Read the listing below and copy out each line where the word "wolf" occurs.
##### Records supplied #####
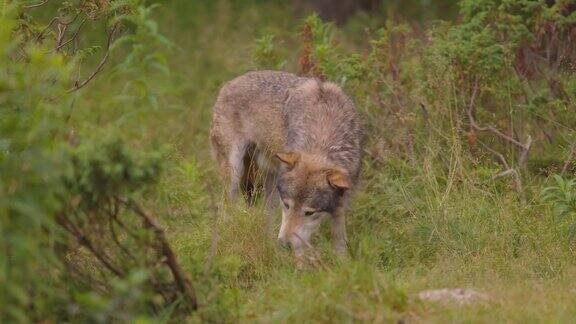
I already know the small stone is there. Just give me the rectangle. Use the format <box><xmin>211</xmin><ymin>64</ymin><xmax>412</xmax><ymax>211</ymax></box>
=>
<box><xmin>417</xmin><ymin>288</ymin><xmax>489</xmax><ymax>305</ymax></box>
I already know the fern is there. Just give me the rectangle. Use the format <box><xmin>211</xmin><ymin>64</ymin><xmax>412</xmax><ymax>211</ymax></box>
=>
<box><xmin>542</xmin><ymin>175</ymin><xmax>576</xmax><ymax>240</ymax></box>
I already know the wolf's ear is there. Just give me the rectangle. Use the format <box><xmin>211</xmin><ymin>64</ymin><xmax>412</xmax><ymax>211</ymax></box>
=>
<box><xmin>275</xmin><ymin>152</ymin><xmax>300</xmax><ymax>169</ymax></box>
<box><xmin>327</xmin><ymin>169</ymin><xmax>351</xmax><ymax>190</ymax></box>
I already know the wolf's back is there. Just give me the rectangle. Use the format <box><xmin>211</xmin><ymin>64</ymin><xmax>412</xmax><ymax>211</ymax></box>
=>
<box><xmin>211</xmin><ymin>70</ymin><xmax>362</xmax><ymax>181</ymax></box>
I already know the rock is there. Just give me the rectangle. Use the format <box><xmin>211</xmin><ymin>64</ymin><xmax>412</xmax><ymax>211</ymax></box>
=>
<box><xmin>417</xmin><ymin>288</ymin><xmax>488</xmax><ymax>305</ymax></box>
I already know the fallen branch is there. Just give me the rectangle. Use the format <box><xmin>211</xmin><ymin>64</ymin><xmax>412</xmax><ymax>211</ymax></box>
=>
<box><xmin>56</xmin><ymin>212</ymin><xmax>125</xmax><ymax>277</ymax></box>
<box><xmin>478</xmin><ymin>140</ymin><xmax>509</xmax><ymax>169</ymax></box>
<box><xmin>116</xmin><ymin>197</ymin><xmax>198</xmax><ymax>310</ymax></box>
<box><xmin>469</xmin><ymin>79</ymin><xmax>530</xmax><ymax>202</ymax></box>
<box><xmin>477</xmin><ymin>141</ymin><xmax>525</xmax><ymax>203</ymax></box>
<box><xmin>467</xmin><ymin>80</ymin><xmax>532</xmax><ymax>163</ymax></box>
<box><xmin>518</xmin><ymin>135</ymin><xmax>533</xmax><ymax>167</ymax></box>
#####
##### Records supplied #####
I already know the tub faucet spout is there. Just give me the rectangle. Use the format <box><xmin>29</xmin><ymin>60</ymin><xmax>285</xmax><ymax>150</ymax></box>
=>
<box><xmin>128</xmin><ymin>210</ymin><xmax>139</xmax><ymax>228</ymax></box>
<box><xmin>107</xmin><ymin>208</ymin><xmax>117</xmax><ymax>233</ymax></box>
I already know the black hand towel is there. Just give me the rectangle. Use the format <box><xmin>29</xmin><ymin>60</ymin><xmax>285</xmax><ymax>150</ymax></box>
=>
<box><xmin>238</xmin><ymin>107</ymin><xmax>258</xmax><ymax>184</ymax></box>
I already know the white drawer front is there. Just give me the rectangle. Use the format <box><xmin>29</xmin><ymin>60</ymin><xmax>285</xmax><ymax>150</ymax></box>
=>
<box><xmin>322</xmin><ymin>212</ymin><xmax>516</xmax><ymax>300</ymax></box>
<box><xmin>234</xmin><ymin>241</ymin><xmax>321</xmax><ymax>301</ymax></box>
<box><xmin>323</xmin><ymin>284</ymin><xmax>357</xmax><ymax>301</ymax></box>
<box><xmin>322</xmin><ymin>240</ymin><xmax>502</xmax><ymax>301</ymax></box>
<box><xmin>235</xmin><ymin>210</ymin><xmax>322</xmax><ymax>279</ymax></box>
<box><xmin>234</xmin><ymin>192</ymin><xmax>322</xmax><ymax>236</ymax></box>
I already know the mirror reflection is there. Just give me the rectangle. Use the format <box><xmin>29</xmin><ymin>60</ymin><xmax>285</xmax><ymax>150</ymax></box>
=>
#####
→ Task output
I already know the wolf's ear is there. Just give me the rectangle. Use the format <box><xmin>211</xmin><ymin>64</ymin><xmax>412</xmax><ymax>211</ymax></box>
I already know the wolf's back is there. Just give me the rectangle. Use the format <box><xmin>211</xmin><ymin>64</ymin><xmax>412</xmax><ymax>211</ymax></box>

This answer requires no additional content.